--- Begin READING PASSAGE ---

Thursday, August 21, 2014

Open House


Open House is a 2000 novel by Elizabeth Berg. It was an Oprah book club choice. It was adapted for TV in 2003. The story is a sad one of a woman working her way through a difficult abandonment, but there's a happy ending filled with hope.

description from Amazon.com:
Samantha's husband has left her, and after a spree of overcharging at Tiffany's, she settles down to reconstruct a life for herself and her eleven-year-old son. Her eccentric mother tries to help by fixing her up with dates, but a more pressing problem is money. To meet her mortgage payments, Sam decides to take in boarders. The first is an older woman who offers sage advice and sorely needed comfort; the second, a maladjusted student, is not quite so helpful. A new friend, King, an untraditional man, suggests that Samantha get out, get going, get work. But her real work is this: In order to emerge from grief and the past, she has to learn how to make her own happiness. In order to really see people, she has to look within her heart. And in order to know who she is, she has to remember--and reclaim--the person she used to be, long before she became someone else in an effort to save her marriage. Open House is a love story about what can blossom between a man and a woman, and within a woman herself.
selected quotes:
Divorce is a series of internal earthquakes, that's what it is, one after the other.
I was thinking that gratitude is too much absent in our lives now, and we need it back, even if it only takes the form of acknowledging the blue of a bowl against the red of cranberries.
You live your life, and you get to ask for things, and sometimes they are given to you.
I get out of bed and onto my knees, bow my head. Somewhere, a couple lie in bed together holding hands, and they will stay together until one of them dies. They will not hate each other over the breakfast table, they will give thanks for each other's presence. Somewhere that is true. This is my prayer.

--- End READING PASSAGE ---
--- Begin DATA SECTION ---

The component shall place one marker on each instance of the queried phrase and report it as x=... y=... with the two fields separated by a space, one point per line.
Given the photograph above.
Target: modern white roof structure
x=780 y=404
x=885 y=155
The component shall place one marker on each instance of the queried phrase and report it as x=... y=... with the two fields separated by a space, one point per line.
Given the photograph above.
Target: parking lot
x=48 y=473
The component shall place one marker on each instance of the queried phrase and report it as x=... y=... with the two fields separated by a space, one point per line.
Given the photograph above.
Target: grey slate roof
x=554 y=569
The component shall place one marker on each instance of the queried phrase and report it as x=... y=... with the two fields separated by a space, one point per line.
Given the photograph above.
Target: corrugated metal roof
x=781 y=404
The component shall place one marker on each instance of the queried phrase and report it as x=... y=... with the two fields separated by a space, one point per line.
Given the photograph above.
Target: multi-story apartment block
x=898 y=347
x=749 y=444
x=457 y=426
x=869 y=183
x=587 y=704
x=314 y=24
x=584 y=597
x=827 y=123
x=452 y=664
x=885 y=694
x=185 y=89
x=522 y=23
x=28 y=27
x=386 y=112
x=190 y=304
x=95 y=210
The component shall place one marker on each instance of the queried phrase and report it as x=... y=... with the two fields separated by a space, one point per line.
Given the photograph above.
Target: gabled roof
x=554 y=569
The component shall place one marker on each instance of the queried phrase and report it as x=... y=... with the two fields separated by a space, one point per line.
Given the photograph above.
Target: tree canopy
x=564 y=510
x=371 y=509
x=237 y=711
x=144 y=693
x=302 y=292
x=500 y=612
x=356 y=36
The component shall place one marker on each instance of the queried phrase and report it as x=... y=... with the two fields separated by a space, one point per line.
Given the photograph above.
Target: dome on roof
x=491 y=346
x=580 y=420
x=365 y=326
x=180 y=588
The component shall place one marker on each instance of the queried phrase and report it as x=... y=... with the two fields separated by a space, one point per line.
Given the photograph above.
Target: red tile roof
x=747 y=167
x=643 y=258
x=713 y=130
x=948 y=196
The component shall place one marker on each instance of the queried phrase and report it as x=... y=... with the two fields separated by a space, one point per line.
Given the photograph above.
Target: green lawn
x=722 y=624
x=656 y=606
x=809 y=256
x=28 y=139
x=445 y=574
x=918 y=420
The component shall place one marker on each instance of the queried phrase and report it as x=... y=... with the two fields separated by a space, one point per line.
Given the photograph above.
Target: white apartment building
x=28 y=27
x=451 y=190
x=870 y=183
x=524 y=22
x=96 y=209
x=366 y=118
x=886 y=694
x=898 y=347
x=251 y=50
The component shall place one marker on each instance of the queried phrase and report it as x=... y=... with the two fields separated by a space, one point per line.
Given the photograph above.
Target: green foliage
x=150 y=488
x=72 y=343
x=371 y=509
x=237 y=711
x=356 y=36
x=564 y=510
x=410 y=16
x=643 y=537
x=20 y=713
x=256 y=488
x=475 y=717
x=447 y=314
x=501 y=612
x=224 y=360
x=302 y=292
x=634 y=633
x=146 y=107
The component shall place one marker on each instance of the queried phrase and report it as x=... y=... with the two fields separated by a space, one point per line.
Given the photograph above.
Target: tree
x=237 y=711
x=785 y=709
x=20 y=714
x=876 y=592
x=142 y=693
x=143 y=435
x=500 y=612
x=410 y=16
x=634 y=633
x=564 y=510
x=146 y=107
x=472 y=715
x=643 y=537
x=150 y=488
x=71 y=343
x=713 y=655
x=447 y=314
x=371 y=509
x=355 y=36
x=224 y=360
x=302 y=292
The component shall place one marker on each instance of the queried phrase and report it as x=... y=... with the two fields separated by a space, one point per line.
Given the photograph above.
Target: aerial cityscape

--- End DATA SECTION ---

* EXERCISE REQUIREMENTS
Write out, word for word, the section of the Open House post starting at "I was thinking" and ending at "red of cranberries.".

* SOLUTION TO THE PROBLEM
I was thinking that gratitude is too much absent in our lives now, and we need it back, even if it only takes the form of acknowledging the blue of a bowl against the red of cranberries.